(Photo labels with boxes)
· · · · · · ·

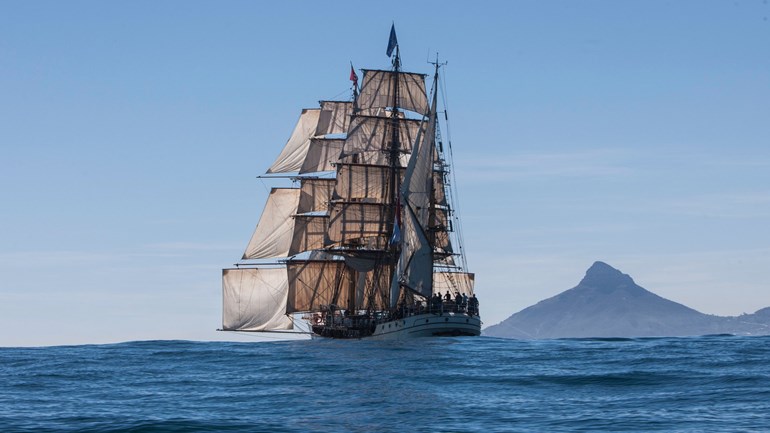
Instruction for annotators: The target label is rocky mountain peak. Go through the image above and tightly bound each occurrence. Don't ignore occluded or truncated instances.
[579,262,635,288]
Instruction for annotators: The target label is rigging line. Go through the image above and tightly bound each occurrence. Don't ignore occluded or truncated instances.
[439,68,468,270]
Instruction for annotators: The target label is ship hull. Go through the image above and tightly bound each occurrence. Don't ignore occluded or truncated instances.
[313,313,481,340]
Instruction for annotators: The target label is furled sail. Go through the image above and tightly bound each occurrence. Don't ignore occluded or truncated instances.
[267,108,321,173]
[297,178,334,214]
[286,260,353,312]
[243,188,300,259]
[433,272,474,296]
[327,202,390,245]
[299,138,345,174]
[340,116,420,157]
[222,268,293,331]
[358,69,428,114]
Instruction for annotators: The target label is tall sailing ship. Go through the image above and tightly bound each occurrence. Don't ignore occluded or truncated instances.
[222,28,481,339]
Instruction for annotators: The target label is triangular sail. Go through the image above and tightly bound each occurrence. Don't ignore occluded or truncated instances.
[391,71,436,302]
[267,108,321,173]
[243,188,300,259]
[222,268,292,331]
[222,35,474,338]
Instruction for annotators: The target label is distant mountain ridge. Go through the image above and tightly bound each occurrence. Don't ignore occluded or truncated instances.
[482,262,770,339]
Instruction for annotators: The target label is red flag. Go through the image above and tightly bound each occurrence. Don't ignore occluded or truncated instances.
[350,63,358,87]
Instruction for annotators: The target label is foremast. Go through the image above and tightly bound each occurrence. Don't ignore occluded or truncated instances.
[223,29,473,331]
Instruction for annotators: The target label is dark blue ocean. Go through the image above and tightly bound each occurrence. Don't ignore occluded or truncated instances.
[0,336,770,432]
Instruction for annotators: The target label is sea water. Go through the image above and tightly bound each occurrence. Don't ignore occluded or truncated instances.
[0,336,770,432]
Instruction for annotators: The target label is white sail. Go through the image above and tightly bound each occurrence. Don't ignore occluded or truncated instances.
[243,188,300,259]
[334,164,391,202]
[267,108,321,173]
[391,74,436,302]
[222,268,292,331]
[299,138,345,174]
[288,215,329,256]
[358,69,428,114]
[315,101,353,135]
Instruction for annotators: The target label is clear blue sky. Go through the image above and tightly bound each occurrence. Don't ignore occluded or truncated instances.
[0,0,770,346]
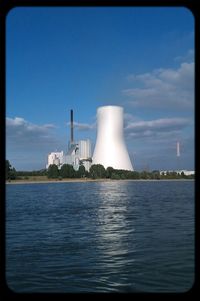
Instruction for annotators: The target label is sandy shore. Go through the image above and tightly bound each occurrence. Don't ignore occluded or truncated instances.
[6,179,112,184]
[6,179,194,185]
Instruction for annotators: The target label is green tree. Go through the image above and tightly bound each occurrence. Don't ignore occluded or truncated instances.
[47,164,59,179]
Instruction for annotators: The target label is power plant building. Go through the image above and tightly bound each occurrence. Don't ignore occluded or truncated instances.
[92,106,133,171]
[46,110,92,171]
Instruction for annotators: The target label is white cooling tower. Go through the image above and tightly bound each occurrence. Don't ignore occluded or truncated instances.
[92,106,133,170]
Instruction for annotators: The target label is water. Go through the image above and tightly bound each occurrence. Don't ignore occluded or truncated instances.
[6,181,194,293]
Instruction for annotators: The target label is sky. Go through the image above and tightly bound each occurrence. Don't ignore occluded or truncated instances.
[6,6,195,171]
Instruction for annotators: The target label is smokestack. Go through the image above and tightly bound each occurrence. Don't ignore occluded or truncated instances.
[176,142,180,157]
[70,110,74,143]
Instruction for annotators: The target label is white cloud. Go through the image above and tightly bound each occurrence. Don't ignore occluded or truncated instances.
[6,117,56,150]
[125,118,191,138]
[122,62,194,110]
[174,49,194,62]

· · · · · · ·

### Task objective
The pictures in the entries should be left out; output everything else exactly.

### Correct output
Instruction for annotators: The target label is rocky mountain peak. Go through the image above and tightly bound each occurrence. Don't ignore occluded or truncated instances.
[579,262,635,288]
Instruction for annotators: The target label is rigging line. Go through the image above and tightly bound each occurrence. Don't ignore occluded or truncated instances.
[439,68,468,270]
Instruction for annotators: The target label is ship hull. Go through the image above and tightly bound each occurrence. Don't ignore occluded or truncated instances.
[313,313,481,340]
Instruction for annotators: The target label is furled sail. Go through the image above and tightly bound each occurrence. Don't ignore occluded or truncated instances.
[267,108,321,173]
[297,178,334,214]
[286,260,353,312]
[243,188,300,259]
[433,272,474,296]
[327,202,390,245]
[299,138,345,174]
[340,116,420,157]
[222,268,293,331]
[358,69,428,114]
Instruction for annotators: The target label is tall sailing ship. Go through the image above and tightly bound each occurrence. Don't ignore occluded or truncated instances.
[222,28,481,339]
Instruction for annotators: The target label is triangular sail. Go through the image above and tightly bound each occurrence. Don't ignore occluded or truncated instances.
[391,71,436,302]
[267,108,321,173]
[243,188,300,259]
[222,268,292,331]
[222,35,474,338]
Instruction for annotators: The target label is distant mountain ridge. Go through the image above and tightly bound each occurrence. Don't ignore occluded or truncated instances.
[482,262,770,339]
Instruction for annotators: The target label is red flag. Go through the image above and tightly bound each occurrence. Don't ignore occluded or truncated instances.
[350,63,358,87]
Instruction for annotators: The target label is foremast. Go through the image above and tightly bound each occurrence. Don't ignore occluded or truncated instances.
[223,29,473,331]
Instruction for annotators: The target label is dark blue ocean. Go through the image above and tightly bound each occurrence. Don't ignore occluded or truncated instances.
[0,336,770,432]
Instruction for annotators: The target label is sea water. Go through the image above and tightly bound each occurrence. Don't ignore occluded or truncated instances.
[0,336,770,432]
Instruction for annotators: The target label is white sail. Go through the image above and tightly bound each occurrence. Don't ignore occluded or truncated instances.
[243,188,300,259]
[334,164,391,202]
[267,108,321,173]
[391,74,436,302]
[222,268,292,331]
[299,138,345,174]
[288,215,329,256]
[358,69,428,114]
[315,101,353,135]
Instruction for annotators: The target label is clear blue sky. Go through the image above and tightly bound each occurrence. Don't ignore occluded or truncated instances.
[0,0,770,346]
Instruction for annotators: The target label is sandy shore. Go through the image above and tightly bound each occurrence. Don't ignore occluded or truncated instances.
[6,179,112,184]
[6,179,194,185]
Instruction for annotators: The target label is green tree. Go through the image above and tightly bound each occurrence. Don't ignore occluded or truncated instances.
[47,164,59,179]
Instruction for annotators: The target label is power plant building. Go through the image above and tightly bound each occurrence. Don't ignore occluded or truncated instances.
[92,106,133,171]
[46,110,92,171]
Instruction for annotators: The target label is white cooling tower. Go through the image above and tightly bound each occurrence. Don't ignore occluded or truncated instances.
[92,106,133,170]
Instruction for annotators: The target label is water. Go through the image above and tightly bound each occurrence. Don't ignore occluded or truncated instances.
[6,181,194,293]
Instruction for annotators: The target label is sky. Go through the image above and tightly bound each occurrence. Don't ignore occluded or truncated instances.
[6,6,195,171]
Instruction for annotators: The target label is smokestack. Go through the image above and tightly bound each occurrence. Don't ignore occluded or truncated instances.
[176,142,180,157]
[70,110,74,143]
Instruction for annotators: The target label is white cloud. Go through the image above and tightly bound each occurrence. Don't ignore occluded or truncated instances.
[6,117,56,150]
[125,118,191,138]
[122,62,194,110]
[174,49,194,62]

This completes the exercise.